[Items from a data source]
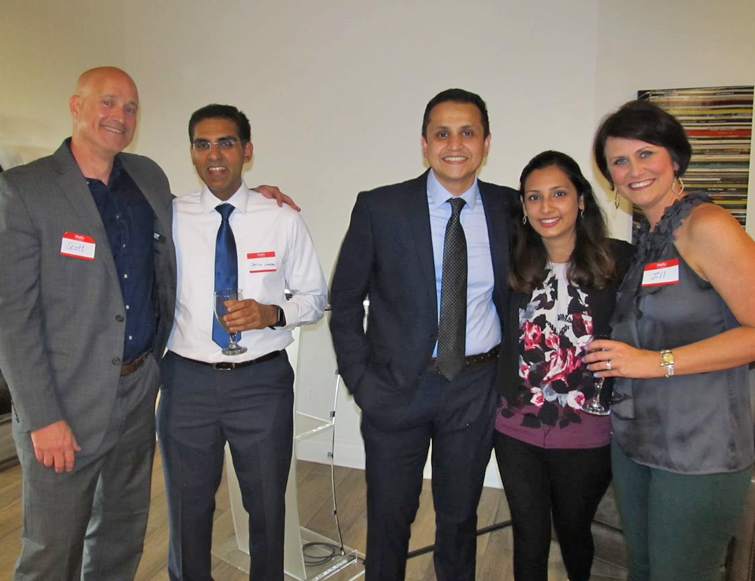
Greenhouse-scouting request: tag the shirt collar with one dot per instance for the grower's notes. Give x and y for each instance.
(238, 200)
(438, 195)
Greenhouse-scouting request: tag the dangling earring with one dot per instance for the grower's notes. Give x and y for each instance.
(681, 187)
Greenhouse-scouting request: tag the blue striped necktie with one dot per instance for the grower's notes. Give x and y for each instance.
(226, 268)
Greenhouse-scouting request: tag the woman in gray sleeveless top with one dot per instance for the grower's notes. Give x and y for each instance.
(683, 334)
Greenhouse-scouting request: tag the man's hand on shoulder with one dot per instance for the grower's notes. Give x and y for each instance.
(272, 192)
(248, 315)
(55, 446)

## Directions
Please copy out each line above exactly as written, but not the pictures.

## Solution below
Greenhouse-scouting request: tag the shirt collar with one dot per instance for the grower's notes. Give x and y for each instance.
(238, 200)
(438, 195)
Greenhouse-scouting request: tag the dangling earring with one dot per instance for the grower's notes. Give x and y for each instance.
(681, 187)
Greenhouse-scouting request: tag the blue striped necktie with one dot per instance for the grower's notes. Give x and y for each instance.
(226, 268)
Greenhouse-scouting request: tag the woman in gray sleeveless top with one dot per instance for the grower's notes. Give x and y for each instance.
(683, 334)
Greenhouse-scouting request: tag the man's hand on shoulder with one dot per instance for the grower's notes. Give x and y for each instance.
(272, 192)
(248, 315)
(55, 446)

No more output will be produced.